======== Entries provided ========

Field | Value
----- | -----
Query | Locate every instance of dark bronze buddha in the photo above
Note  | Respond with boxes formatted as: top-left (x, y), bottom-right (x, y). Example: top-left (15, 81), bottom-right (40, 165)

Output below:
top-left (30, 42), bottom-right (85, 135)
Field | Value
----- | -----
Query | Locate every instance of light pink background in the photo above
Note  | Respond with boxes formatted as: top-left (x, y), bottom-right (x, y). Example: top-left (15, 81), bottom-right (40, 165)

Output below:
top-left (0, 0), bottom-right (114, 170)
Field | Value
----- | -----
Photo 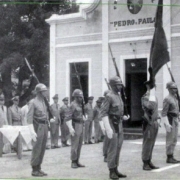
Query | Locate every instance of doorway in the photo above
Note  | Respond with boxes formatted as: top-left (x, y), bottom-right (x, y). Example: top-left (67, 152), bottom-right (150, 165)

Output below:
top-left (69, 62), bottom-right (89, 103)
top-left (125, 58), bottom-right (147, 127)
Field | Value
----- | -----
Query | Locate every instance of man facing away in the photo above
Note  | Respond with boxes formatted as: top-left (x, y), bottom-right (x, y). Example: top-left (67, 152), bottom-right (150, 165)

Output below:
top-left (101, 76), bottom-right (129, 179)
top-left (60, 97), bottom-right (70, 147)
top-left (50, 94), bottom-right (61, 149)
top-left (141, 81), bottom-right (160, 170)
top-left (27, 83), bottom-right (54, 177)
top-left (64, 89), bottom-right (86, 168)
top-left (162, 82), bottom-right (180, 164)
top-left (84, 96), bottom-right (94, 144)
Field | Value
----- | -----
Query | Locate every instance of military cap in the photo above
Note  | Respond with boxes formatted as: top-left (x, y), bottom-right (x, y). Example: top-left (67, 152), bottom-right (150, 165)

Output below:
top-left (99, 97), bottom-right (105, 101)
top-left (62, 97), bottom-right (68, 101)
top-left (53, 94), bottom-right (59, 99)
top-left (72, 89), bottom-right (83, 97)
top-left (166, 81), bottom-right (177, 89)
top-left (103, 90), bottom-right (111, 96)
top-left (0, 93), bottom-right (4, 100)
top-left (12, 95), bottom-right (19, 101)
top-left (96, 97), bottom-right (102, 103)
top-left (35, 83), bottom-right (47, 93)
top-left (109, 76), bottom-right (122, 85)
top-left (88, 96), bottom-right (94, 100)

========

### Brief
Reproduce the stretch of the material above from its first line through the line containing "top-left (125, 58), bottom-right (147, 127)", including both ends. Leave the pictures out of your copy.

### Reply
Field | Value
----- | -----
Query | Locate every instance of dark bronze buddha in the photo above
Note  | Respond with boxes formatted as: top-left (x, y), bottom-right (x, y). Example: top-left (15, 81), bottom-right (40, 165)

Output below:
top-left (30, 42), bottom-right (85, 135)
Field | Value
----- | -----
Query | Locate every instance of light pink background in the photo above
Note  | Respond with boxes formatted as: top-left (x, y), bottom-right (x, y). Example: top-left (15, 81), bottom-right (40, 165)

Output below:
top-left (0, 0), bottom-right (114, 170)
Field | Value
----- | -----
Photo 
Query | Locate every instance of doorway in the photo above
Note  | Respond with boxes formatted as: top-left (x, y), bottom-right (x, y). Example: top-left (67, 152), bottom-right (150, 165)

Output below:
top-left (69, 62), bottom-right (89, 103)
top-left (125, 58), bottom-right (147, 127)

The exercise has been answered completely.